**What you are asked to do**
This exercise calls for the listing to be set down exactly.

**Available data**
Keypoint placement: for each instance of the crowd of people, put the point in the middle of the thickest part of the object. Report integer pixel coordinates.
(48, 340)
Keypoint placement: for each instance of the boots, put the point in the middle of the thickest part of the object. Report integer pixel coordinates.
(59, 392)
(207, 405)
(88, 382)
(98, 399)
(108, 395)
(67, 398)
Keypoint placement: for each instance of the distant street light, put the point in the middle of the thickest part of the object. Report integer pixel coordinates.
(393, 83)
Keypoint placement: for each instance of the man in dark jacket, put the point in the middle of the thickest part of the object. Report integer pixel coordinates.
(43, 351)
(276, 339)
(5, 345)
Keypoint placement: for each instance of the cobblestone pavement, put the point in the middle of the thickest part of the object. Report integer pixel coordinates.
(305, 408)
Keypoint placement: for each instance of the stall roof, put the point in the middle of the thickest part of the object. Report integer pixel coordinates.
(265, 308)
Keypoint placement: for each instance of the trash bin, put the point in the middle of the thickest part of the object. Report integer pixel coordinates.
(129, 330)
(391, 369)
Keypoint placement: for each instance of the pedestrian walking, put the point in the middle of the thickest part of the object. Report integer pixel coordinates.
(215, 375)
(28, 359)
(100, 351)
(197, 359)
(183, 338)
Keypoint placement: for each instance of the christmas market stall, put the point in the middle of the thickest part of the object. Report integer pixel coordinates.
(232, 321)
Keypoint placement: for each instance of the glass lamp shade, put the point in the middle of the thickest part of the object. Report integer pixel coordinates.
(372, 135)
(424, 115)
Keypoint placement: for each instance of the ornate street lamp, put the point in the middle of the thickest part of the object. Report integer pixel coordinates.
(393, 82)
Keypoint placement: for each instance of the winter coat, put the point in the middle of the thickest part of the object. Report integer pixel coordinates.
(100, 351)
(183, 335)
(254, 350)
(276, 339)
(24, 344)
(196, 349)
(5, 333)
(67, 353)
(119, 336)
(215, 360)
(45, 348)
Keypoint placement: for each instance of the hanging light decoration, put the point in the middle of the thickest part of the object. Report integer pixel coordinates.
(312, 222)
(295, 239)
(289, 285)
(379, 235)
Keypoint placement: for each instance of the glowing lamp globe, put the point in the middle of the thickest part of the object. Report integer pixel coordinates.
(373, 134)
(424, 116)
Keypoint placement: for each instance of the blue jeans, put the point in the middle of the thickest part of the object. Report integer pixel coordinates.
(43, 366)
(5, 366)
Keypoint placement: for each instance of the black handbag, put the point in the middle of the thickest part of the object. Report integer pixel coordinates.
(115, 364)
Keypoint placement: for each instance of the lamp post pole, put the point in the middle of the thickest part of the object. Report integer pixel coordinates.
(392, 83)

**Result for this task**
Keypoint placement: for each instance of the crowd of people, put the point in the middle of the thickest part of the object. Report integer pixel coordinates.
(48, 340)
Keypoint placement: for each instance of the boots, put the point in the middle of the thickest part of the object. Report integer pixel coordinates.
(59, 392)
(207, 405)
(88, 382)
(98, 399)
(108, 395)
(67, 398)
Keypoint placement: for each instance of the distant street light, put the point in the middle of the thickest part of the object. Report integer pixel coordinates.
(393, 83)
Keypoint placement: for each instance of the man in dark jacket, put the point in the middle of the thickest part of the object. Report integer pixel coordinates.
(43, 351)
(276, 339)
(5, 345)
Keypoint placement: for each instance of the cobblestone pavement, put the point in the middle of the thickest part of the object. Report integer pixel coordinates.
(305, 408)
Keypoint placement: for each instance of the stall roof, put the point in the middle of the thickest part of the object. Report integer pixel coordinates.
(265, 308)
Keypoint placement: for each instance of the trash bin, put the point in the middle of the thickest part of the object. Report integer pixel coordinates.
(129, 330)
(391, 369)
Keypoint placement: for each instance of the pedestrian walking, put the point in the middle of the thickest part of the object. Report integer pixel coordinates.
(215, 375)
(28, 359)
(100, 351)
(197, 359)
(183, 338)
Keypoint placement: for each instance of the christmas market stall, put the point in the middle of the thickest part of the object. Report integer pixel coordinates.
(232, 321)
Keypoint placement: for each instance of the glass lamp shade, put the point in the middle of the thickest part of the object. Report integer pixel coordinates.
(372, 135)
(424, 115)
Keypoint placement: for each instance of the ornate street lamp, put the point in the middle of the thickest part of the object. Report integer pixel coordinates.
(393, 82)
Keypoint placement: for each instance of the winter coat, put the point in the middle of the thickest part of the object. Report integer pixel coordinates.
(100, 351)
(183, 335)
(254, 350)
(276, 339)
(24, 344)
(196, 349)
(5, 333)
(67, 353)
(119, 336)
(215, 360)
(45, 348)
Keypoint placement: for each instance of the hanging light decoration, put the point in the middle of the thickest part of the object. Report integer pixel coordinates.
(312, 222)
(295, 239)
(289, 285)
(379, 235)
Keypoint placement: for each instance of the glowing lamp globe, put the point in the middle of the thickest part of the object. Report integer pixel coordinates.
(373, 134)
(424, 116)
Keypoint placement: for each instance of the blue jeans, put the point in the middle of the thickest part of the object. Report integer pixel coordinates.
(43, 366)
(5, 366)
Keypoint placement: for each instance of the black handbag, put the point in the middle of the thickest part of the object. Report integer pixel coordinates.
(115, 364)
Keypoint placement: for each instance of the lamp post pole, put the point in the middle of the thickest part of the object. Report integer pixel coordinates.
(392, 83)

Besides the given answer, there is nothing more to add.